▸ **Description of the task**:
Answer these from the article about the young Boston Marathon survivor's new leg:
(a) What is the new artificial leg called?
(b) In what city did Adrianne Haslet-Davis put on a dancing costume and dance again?
(c) What plea of Martin Richard's will a team of runners carry into this year's marathon?

▸ **Selected extract**:
※ ※ ※
Saturday, March 22, 2014

"Wiggle your Toes" - 8 year old Boston Marathon survivor Jane Richards gets her new "Cheetah" leg...


From the youngest, most enchanting victim of the Boston Marathon bombings comes a portrait of pure joy.
With her hands planted firmly on her hips and a beaming smile that all but dares the rest of us to be jealous, Jane Richard, barely 8 years old, shows off her new, hyper-cool artificial leg.
It’s called a “Cheetah” and it was a gift made possible by a group aptly called “Wiggle Your Toes.”
The smile on Jane’s face is the smile of a young athlete — confident, eager and ready to get on the soccer field or the basketball court, or any other arena she may choose to compete in.
It is also a smile that epitomizes every ounce of resilience this city has mustered over the past year.
Less than a week after Adrianne Haslet-Davis lost nearly half of her left leg while standing on Boylston Street, this professional dance instructor told me from her hospital bed that she would indeed dance again. A couple of days ago up in Vancouver, she put on a dancing costume and did exactly that.
Does anyone doubt Jane Richard will use her new leg to its maximum potential as she races down the soccer field? The smile on her face tells you all there is to know about this child’s grace and her indomitable spirit. Jane Richard will do whatever her heart desires and there won’t be anything that will get in her way.
For the daughter of Bill and Denise Richard has already been to hell and back. She has endured enough pain, suffering and heartache for several lifetimes. And yet as the first anniversary of her darkest hour approaches, the day she lost her brother, Martin, and nearly lost her parents, Jane Richard can flash the world a smile filled with a child’s joy and a courage known by few adults.
Only God can know why the Richard family was tested in the way it was a year ago. In the midst of a delightful spring afternoon, as they stood together to watch runners finish the marathon, this Dorchester family was savaged. Martin, the Richard’s beloved 8-year-old son, was killed by a homemade bomb that seriously wounded his mother and father and cost his younger sister half of her left leg.
And yet from the first moments of their ordeal, Bill and Denise Richard, pillars of their Dorchester community, looked for ways to transcend their enormous loss and transform it into a source of hope and strength.
A team of runners will carry little Martin Richard’s plea of “No more hurting people” into this year’s marathon.
And one day in the not too distant future, look for Jane Richard to run that fabled race in honor of her brother. And my prediction is she will be very tough to beat.
※ ※ ※
▸ **Material supplied**:

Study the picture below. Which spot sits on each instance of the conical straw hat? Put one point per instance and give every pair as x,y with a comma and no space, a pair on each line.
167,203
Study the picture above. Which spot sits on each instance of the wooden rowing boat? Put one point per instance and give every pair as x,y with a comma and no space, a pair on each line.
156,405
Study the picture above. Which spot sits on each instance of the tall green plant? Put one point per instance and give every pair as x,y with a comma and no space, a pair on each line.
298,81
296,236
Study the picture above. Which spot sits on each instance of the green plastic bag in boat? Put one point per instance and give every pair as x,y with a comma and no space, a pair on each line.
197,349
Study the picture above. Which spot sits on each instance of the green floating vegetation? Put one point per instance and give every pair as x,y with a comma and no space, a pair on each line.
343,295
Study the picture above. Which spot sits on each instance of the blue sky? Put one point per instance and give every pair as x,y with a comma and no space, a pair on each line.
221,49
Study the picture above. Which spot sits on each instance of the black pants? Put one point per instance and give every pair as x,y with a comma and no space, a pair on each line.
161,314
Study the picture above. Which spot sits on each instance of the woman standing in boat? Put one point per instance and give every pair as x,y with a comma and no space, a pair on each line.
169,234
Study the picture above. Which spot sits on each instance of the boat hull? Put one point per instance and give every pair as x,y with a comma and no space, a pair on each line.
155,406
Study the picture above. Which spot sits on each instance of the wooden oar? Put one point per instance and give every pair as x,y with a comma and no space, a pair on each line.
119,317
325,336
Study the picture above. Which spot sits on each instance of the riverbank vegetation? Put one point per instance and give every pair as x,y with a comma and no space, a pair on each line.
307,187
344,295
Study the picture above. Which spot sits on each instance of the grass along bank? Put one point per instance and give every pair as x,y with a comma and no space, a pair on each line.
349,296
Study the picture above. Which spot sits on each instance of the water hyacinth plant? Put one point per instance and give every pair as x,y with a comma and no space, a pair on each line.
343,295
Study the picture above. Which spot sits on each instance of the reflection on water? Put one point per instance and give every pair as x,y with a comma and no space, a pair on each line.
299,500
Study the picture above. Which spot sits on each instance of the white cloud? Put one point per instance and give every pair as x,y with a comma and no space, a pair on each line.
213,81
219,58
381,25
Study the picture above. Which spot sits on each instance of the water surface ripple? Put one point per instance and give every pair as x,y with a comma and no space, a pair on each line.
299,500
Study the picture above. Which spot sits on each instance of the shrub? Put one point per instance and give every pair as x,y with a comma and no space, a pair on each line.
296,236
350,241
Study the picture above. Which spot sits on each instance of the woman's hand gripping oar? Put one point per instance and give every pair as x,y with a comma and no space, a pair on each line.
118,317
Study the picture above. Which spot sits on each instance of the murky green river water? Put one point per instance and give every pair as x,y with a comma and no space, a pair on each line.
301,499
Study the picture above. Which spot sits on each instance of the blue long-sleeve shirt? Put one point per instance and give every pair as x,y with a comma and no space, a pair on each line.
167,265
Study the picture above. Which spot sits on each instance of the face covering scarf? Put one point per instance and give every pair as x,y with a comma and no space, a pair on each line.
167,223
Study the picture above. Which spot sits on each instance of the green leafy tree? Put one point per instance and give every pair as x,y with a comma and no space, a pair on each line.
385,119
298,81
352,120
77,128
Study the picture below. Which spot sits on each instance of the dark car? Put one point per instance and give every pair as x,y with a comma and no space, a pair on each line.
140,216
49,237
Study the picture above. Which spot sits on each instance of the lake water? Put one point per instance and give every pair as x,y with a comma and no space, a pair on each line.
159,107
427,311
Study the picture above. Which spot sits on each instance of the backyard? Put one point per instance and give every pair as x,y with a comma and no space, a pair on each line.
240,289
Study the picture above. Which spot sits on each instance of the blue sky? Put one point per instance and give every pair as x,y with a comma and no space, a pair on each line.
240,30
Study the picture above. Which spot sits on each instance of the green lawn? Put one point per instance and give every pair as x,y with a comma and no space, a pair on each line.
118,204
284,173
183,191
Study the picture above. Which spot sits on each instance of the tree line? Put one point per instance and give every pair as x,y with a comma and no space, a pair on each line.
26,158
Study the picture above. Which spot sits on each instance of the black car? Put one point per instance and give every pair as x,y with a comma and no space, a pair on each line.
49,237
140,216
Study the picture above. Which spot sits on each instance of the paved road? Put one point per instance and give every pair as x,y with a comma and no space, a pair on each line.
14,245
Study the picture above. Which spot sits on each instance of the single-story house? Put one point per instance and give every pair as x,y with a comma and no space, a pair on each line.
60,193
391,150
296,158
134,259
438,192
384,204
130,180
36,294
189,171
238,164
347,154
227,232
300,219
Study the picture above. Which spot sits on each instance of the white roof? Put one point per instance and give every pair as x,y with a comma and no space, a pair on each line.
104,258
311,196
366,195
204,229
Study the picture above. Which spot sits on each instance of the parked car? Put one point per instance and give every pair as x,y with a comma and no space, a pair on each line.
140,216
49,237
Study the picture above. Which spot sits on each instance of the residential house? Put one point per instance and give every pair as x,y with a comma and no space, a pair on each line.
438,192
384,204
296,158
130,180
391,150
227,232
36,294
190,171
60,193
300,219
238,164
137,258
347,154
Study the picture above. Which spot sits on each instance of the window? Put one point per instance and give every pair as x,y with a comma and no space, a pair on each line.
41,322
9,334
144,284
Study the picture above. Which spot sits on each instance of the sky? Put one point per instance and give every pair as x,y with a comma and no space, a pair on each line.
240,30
※ ※ ※
▸ **Completed exercise**:
(a) A "Cheetah."
(b) Vancouver.
(c) "No more hurting people."